Task instructions.
(1) In the text on the NFAT study, copy the passage starting with "Researchers at Lund" and going on through "pro-atherosclerotic protein osteopontin.", and switch "hyperglycemia" to "high blood sugar".
(2) Answer these from the text on the NFAT study:
(a) Which NFAT blocker were the mice given, and for how many weeks?
(b) By how much did NFAT activation increase aortic atherosclerosis?
(c) What share of all deaths among diabetic patients is attributed to atherosclerosis?
(3) Rewrite the paragraph of the NFAT study text that begins "The study showed that NFAT activation" as a short list of its main facts.

Supplied text.
◇ ◇ ◇

Researchers at Lund University (Sweden) conducted a study in Streptozotocin (STZ)-induced diabetic in mice to investigate whether Nuclear Factor of Activated T-Cells (NFAT) activation may be a link between diabetes and atherogenesis, by measuring blood monocytes, endothelial activation, and inflammatory markers in the aorta, and proinflammatory cytokines in plasma. The study was initiated following previous studies that showed that hyperglycemia activates the transcription factor NFAT in the arterial wall, inducing the expression of the pro-atherosclerotic protein osteopontin.

The study showed that NFAT activation resulted in 2.2 fold increase in aortic atherosclerosis and enhanced proinflammatory burden. Subsequent in vivo treatment with the NFAT blocker A-285222 for four weeks completely inhibited the diabetes-induced aggravation of atherosclerosis, while having no effect in nondiabetic mice. The STZ-treated mice also exhibited hyperglycemia and higher plasma cholesterol and triglycerides, but these were unaffected by A-285222. In fact, the substance did not affect NFAT in any other cells or organs, ruling out systemic immunosuppression as the mechanism behind reduced atherosclerosis. The study was published in the June 3, 2013, issue of PLOS one.

“That is important. We don’t want to suppress the whole immune system. We also saw that the substance only has an effect when NFAT is active. The plaque formation was only stopped in diabetic mice and not in nondiabetic mice, which had normal blood sugar levels”, said lead author Anna Zetterqvist, MSc. “It appears that there are different mechanisms behind plaque formation caused by diabetes and not caused by diabetes.”

A wealth of epidemiologic evidence demonstrate that hyperglycemia promotes a widespread and aggressive form of atherosclerosis in the coronary arteries, lower extremities, and extracranial carotid arteries of diabetic patients, causing nearly 80% of all deaths and much of their disability. Both diabetes type 1 and type 2 are independent risk factors for myocardial infarction (MI), peripheral vascular disease (PVD), and stroke. In addition, recent studies also show a causal association between elevated glucose levels and increased carotid intima-media thickness, a marker of subclinical atherosclerosis.

◇ ◇ ◇

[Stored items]
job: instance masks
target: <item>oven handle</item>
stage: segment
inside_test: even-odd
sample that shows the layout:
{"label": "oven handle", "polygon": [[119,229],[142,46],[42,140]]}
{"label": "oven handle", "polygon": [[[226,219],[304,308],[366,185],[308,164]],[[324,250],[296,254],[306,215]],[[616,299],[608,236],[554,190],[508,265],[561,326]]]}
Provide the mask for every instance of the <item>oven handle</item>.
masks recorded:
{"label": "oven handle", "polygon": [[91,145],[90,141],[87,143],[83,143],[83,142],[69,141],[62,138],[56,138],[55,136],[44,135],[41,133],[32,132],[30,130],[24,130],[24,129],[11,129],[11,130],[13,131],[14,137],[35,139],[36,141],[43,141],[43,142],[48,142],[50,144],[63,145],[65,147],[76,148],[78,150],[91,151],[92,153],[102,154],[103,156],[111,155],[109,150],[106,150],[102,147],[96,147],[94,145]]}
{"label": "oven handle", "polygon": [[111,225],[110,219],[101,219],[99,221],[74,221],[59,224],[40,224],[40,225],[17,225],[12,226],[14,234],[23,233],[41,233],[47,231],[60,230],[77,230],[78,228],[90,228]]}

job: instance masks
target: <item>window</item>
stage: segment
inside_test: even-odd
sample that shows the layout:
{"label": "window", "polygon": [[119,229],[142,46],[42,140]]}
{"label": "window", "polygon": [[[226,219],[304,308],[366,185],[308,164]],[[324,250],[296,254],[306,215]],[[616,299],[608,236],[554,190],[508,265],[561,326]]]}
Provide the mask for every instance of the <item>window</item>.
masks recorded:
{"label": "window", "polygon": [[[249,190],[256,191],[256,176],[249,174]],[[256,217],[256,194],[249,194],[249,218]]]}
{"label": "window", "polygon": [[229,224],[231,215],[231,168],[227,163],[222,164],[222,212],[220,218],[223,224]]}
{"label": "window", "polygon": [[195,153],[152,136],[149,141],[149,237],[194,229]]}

◇ ◇ ◇

Answers provided.
(1)
Researchers at Lund University (Sweden) conducted a study in Streptozotocin (STZ)-induced diabetic in mice to investigate whether Nuclear Factor of Activated T-Cells (NFAT) activation may be a link between diabetes and atherogenesis, by measuring blood monocytes, endothelial activation, and inflammatory markers in the aorta, and proinflammatory cytokines in plasma. The study was initiated following previous studies that showed that high blood sugar activates the transcription factor NFAT in the arterial wall, inducing the expression of the pro-atherosclerotic protein osteopontin.

(2)
(a) A-285222, for four weeks.
(b) 2.2 fold.
(c) Nearly 80%.

(3)
- NFAT activation led to a 2.2 fold increase in aortic atherosclerosis and a greater proinflammatory burden.
- Four weeks of in vivo treatment with the NFAT blocker A-285222 completely inhibited the diabetes-induced aggravation of atherosclerosis. It had no effect in nondiabetic mice.
- STZ-treated mice had hyperglycemia and higher plasma cholesterol and triglycerides. A-285222 did not affect these.
- The substance did not affect NFAT in any other cells or organs, which rules out systemic immunosuppression as the mechanism.
- The study was published in the June 3, 2013, issue of PLOS one.